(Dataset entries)
▼▼▼

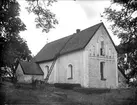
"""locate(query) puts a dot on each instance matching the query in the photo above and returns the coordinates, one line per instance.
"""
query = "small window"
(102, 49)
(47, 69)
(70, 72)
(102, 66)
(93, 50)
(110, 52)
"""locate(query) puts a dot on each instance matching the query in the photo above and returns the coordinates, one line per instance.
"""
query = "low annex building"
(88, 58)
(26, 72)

▲▲▲

▸ Work item:
Repeat the records word for word and drop any pictures.

▸ Output below:
"""locate(query) puts a dot on each instance matching the query in the photo above and returns the coordinates, one line per instance.
"""
query = "small window"
(102, 49)
(47, 69)
(70, 72)
(102, 66)
(93, 50)
(110, 52)
"""locate(query) puts a dot on each instance matching the query in the photo above and returns the coordinates, one line per instance.
"""
query = "low annex building"
(88, 58)
(26, 72)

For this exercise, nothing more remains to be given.